> YOUR TASK:
Copy the lines of the material verbatim, starting at the line that contains "Inventory check — is there any tall" and ending with the line that contains "359;0;447;31", both included.

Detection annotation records
--------------------------------

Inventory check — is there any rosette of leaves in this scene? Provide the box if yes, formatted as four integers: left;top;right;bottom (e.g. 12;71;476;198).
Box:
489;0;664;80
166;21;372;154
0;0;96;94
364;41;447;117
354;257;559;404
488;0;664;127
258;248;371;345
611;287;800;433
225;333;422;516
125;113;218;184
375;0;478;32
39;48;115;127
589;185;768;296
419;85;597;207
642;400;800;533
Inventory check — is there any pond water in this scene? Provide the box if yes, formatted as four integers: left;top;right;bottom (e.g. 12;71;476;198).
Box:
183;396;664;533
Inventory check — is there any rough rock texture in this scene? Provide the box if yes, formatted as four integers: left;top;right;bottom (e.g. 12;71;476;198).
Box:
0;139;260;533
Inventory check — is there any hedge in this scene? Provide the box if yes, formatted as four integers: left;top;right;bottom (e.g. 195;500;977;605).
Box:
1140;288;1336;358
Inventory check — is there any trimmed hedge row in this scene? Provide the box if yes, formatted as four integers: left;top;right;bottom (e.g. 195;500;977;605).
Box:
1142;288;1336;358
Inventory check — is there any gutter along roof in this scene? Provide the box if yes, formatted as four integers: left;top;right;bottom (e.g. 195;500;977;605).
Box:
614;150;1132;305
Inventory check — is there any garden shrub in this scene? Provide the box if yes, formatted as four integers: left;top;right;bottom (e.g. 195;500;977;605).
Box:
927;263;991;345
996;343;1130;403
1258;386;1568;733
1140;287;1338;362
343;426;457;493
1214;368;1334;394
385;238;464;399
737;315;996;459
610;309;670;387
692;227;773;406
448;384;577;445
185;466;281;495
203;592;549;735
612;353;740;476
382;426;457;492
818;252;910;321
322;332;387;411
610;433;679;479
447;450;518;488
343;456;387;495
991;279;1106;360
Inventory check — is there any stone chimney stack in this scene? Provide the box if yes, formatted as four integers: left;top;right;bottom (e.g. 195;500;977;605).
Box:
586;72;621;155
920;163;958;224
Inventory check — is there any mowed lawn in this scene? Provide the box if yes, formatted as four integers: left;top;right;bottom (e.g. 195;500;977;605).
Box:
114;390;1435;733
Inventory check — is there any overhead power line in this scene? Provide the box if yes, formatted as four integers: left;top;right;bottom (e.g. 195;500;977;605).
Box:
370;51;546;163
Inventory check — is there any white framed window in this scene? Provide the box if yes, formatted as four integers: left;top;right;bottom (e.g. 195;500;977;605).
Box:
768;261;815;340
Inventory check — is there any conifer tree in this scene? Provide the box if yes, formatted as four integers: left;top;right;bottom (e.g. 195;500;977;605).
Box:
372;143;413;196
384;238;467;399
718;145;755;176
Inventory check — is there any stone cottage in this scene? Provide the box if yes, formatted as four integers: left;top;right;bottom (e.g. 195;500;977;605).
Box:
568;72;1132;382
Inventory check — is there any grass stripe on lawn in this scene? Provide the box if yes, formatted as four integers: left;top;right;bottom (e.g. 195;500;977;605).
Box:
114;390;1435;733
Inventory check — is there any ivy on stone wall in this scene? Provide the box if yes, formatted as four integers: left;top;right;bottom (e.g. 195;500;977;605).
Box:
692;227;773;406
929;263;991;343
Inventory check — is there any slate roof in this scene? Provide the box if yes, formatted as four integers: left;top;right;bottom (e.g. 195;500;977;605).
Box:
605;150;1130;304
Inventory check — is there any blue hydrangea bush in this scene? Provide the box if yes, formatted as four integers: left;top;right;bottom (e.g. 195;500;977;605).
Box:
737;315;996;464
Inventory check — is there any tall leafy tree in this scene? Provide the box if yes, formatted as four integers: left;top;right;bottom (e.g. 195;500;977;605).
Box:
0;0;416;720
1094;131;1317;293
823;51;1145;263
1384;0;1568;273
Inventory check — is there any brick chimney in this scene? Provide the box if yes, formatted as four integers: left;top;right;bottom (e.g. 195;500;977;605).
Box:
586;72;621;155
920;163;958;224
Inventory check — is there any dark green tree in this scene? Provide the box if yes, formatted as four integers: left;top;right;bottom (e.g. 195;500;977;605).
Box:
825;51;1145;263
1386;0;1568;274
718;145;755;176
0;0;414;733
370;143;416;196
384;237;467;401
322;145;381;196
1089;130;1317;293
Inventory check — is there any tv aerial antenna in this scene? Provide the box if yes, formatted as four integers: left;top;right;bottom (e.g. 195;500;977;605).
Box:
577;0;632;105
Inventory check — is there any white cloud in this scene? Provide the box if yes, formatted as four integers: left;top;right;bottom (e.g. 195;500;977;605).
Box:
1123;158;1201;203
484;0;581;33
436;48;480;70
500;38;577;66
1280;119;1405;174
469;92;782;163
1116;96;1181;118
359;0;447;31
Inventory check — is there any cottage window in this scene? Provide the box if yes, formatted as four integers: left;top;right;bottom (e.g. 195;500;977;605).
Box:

--------------------------------

> RESPONSE TO THIS TASK:
Inventory check — is there any tall leafy tree in this scene? Provide the box if yes, formatted as four integers: left;top;right;bottom (e.g. 195;500;977;605).
Box:
0;0;416;720
1094;131;1317;293
823;51;1145;263
1384;0;1568;273
Inventory check — is there any brick chimney in this scene? Provide the box if yes, formatted as four integers: left;top;right;bottom (e.g. 195;500;977;605).
Box:
586;72;621;155
920;163;958;224
Inventory check — is there any dark green tree in this scene? Provide the box if yes, formatted as four integers: left;top;right;bottom (e.g. 195;500;977;605).
Box:
825;51;1145;263
1386;0;1568;274
718;145;755;176
0;0;414;733
370;143;416;196
384;237;467;401
322;145;381;196
1089;130;1317;293
Inventory check — is there any tv aerial antenna in this scene? Provide the box if yes, formatted as four integers: left;top;right;bottom (e.g. 195;500;977;605).
Box:
577;0;632;105
Inventory check — is there any white cloud in this scene? Provide the box if yes, formatted as four integers: left;top;right;bottom (e.g. 195;500;977;605).
Box:
1123;158;1201;203
484;0;581;33
436;48;480;70
500;38;577;66
1280;119;1405;174
469;92;782;163
1116;96;1181;118
359;0;447;31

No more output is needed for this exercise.